## TEXTO DADO:
........

La reconciliación, es sabido, no es propiedad de las cómplices y genocidas jerarquías eclesiásticas católicas –y no sólo, el comportamiento de las altas esferas de la comunidad judía también resultó colaboracionista por omisión-: hay una veta hegeliana, filosófica, de la misma. Nadie, en su sano juicio, por demasiado tiempo, puede vivir en guerra con el mundo. Se puede hacer la guerra de clases, la guerra a otro estado –guerrero, ofensivo, asesino, por ejemplo, el Estado de Israel (¿El antisionismo es también antisemitismo, no será que el sionismo mismo es antisemitismo puro?)-, pero no la guerra al mundo: cada una de aquellas guerras, como tantas otras, comprenden un mundo propio, personal, con el que no sólo no se está en guerra sino que se está en absoluta paz. Esa reconciliación con ese mundo propio está basada en la verdad y la justicia como condiciones de posibilidad del olvido, el perdón y el duelo. Cuando se haga justicia con los responsables militares de la última dictadura, no sólo llegará la hora de emprender el ansia de justicia con sus cómplices y fagocitadotes civiles: llegará, también, la hora de olvidar.

........

## CONSIGNA:
Según el texto dado, ¿por qué es posible hacer la guerra de clases o la guerra a otro estado, pero no la guerra al mundo? Responda en una a tres oraciones.

## ÍTEMS PROPORCIONADOS:
........

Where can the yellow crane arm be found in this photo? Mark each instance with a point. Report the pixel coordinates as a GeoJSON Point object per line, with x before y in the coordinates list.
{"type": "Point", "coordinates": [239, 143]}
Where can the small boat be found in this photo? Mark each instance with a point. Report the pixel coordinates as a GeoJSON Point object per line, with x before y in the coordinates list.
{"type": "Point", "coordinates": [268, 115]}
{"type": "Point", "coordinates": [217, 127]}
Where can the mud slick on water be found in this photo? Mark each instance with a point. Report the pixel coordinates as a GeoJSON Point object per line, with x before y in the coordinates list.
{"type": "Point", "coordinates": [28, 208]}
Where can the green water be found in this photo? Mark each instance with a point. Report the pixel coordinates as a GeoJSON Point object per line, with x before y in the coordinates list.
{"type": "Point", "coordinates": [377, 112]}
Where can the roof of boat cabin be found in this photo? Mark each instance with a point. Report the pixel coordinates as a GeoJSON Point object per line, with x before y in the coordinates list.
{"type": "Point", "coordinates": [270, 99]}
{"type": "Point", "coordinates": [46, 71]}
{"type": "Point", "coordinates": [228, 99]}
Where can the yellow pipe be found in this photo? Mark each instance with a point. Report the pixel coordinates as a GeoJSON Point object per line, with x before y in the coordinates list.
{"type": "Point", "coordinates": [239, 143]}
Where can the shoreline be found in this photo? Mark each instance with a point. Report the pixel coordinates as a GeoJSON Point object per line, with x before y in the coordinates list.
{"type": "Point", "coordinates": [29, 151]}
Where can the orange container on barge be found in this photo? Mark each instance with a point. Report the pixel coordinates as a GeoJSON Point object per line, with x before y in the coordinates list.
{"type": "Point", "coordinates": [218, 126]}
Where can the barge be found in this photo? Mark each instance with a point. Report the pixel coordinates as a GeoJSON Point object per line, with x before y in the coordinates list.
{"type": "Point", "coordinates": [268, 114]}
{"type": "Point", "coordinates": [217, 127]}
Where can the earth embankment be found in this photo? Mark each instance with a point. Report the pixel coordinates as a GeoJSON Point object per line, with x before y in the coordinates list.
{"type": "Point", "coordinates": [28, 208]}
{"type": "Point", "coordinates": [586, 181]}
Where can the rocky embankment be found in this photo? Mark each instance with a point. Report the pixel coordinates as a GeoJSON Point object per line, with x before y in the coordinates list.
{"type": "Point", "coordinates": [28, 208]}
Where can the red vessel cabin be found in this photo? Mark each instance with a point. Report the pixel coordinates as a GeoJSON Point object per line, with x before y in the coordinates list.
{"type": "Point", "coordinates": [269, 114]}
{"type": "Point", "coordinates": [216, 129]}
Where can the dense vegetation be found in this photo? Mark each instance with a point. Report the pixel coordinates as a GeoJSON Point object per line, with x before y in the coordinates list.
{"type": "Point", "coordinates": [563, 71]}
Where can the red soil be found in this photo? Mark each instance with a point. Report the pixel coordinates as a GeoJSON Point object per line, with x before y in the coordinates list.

........

## RESPUESTA:
Porque cada una de esas guerras comprende un mundo propio, personal, con el que no solo no se está en guerra, sino que se está en absoluta paz.